Ukraine-Krieg

Wie Enno Lenze versehentlich Kriegsreporter wurde

Enno Lenze ist so etwas wie der bunte Hund unter den Kriegsreporter:innnen: Für kein Medium fest tätig, auch nicht fest-frei, findet er vor allem via Twitter trotzdem ein breites Publikum. Dabei profitiert er von einer eigenen Authentizität, die unter anderem darauf beruht, dass er an keine formalen journalistischen Regeln gebunden ist, sondern gewissermaßen frei Schnauze sagt, was er sieht und dazu denkt.

Seine Follower schätzen diese ungeschminkte Art der Berichterstattung, die nicht zwischen Nachricht und Meinung trennt, dabei aber viele Einblicke hinter die Kulissen gibt. Zurzeit ist Lenze das zweite Mal seit Kriegsbeginn in der Ukraine und erklärt seinen teilweise offenbar wenig durch klassische Medien informierten Followern auf Twitter in seinen eigenen Worten nebenbei „mal die Basics“.

☆ ☆ ☆ ☆ ☆

# Aufgaben
(a) Führe alle Eigennamen auf, die im Text über Enno Lenze vorkommen, und nenne jeden nur einmal.
(b) Führe den Text über Enno Lenze im Anschluss an seinen letzten Satz weiter.

(Auszüge aus Zeigedaten)
☆ ☆ ☆ ☆ ☆

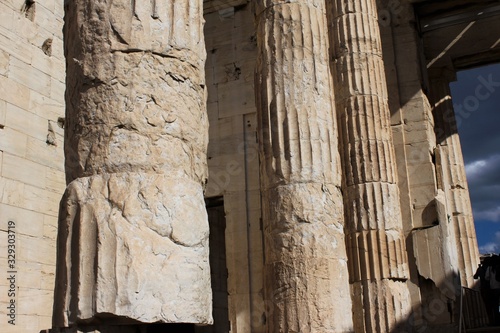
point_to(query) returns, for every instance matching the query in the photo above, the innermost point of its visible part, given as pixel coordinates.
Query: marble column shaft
(378, 265)
(454, 180)
(133, 229)
(306, 275)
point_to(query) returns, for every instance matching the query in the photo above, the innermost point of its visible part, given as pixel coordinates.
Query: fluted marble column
(454, 180)
(133, 229)
(376, 248)
(306, 276)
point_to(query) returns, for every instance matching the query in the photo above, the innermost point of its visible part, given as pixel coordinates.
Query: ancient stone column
(306, 277)
(453, 178)
(133, 230)
(376, 248)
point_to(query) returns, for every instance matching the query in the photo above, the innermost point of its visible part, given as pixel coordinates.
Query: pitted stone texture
(306, 278)
(133, 245)
(374, 227)
(133, 230)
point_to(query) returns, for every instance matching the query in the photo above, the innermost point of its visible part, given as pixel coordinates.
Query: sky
(476, 100)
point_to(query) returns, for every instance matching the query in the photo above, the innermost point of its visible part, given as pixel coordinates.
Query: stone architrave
(378, 264)
(306, 275)
(133, 229)
(454, 180)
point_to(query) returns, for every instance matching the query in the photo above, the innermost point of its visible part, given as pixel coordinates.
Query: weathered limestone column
(133, 230)
(376, 248)
(453, 178)
(306, 277)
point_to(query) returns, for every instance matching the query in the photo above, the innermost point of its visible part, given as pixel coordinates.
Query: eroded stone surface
(133, 229)
(305, 270)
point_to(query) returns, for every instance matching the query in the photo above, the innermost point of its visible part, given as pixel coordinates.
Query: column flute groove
(378, 264)
(306, 274)
(133, 220)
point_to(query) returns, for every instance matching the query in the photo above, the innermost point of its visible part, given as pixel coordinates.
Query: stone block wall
(32, 84)
(233, 158)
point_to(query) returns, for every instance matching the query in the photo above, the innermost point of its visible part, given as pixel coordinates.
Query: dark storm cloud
(484, 186)
(477, 108)
(476, 98)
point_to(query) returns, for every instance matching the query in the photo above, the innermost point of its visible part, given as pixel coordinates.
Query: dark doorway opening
(218, 267)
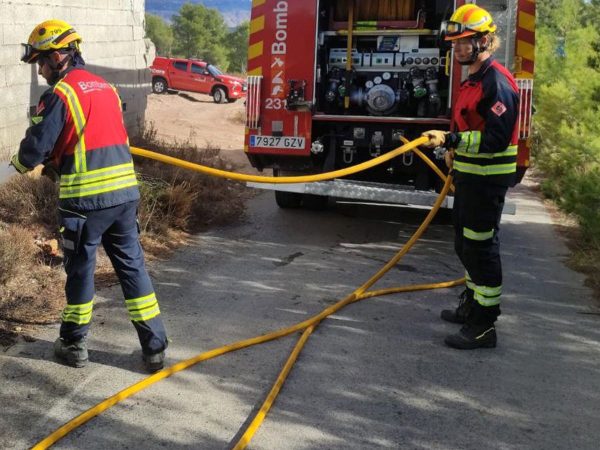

☆ ☆ ☆ ☆ ☆

# Erwartete Lösungen
(a) Enno Lenze, Twitter, Ukraine

(b)
Lenzes Rolle ist nicht klar definiert: Er betreibt in Berlin einen zum Museum über den Nationalsozialismus umgebauten Bunker sowie einen Verlag für zeithistorische Literatur, dessen Titel sich mehrheitlich ebenfalls kritisch mit dem Nationalsozialismus auseinandersetzen. Hauptberuflich ist er jedoch als Berater für Firmen in Krisengebieten tätig.

Enno Lenze vor einem zerstörten Panzer
Enno Lenze auf dem Highway e40 kurz vor Kiew im April 2022 Foto: Enno Lenze

Herr Lenze, laut Ihrer Webseite sind Sie „Unternehmer, Consultant, Museumsdirektor“: Ihre ganzen Projekte wie der „Story Bunker“ in Berlin, das von Ihnen betriebene Newsportal oder der Export von Schutzausrüstung: Wie hängt das alles zusammen? Und wie hat es sich entwickelt?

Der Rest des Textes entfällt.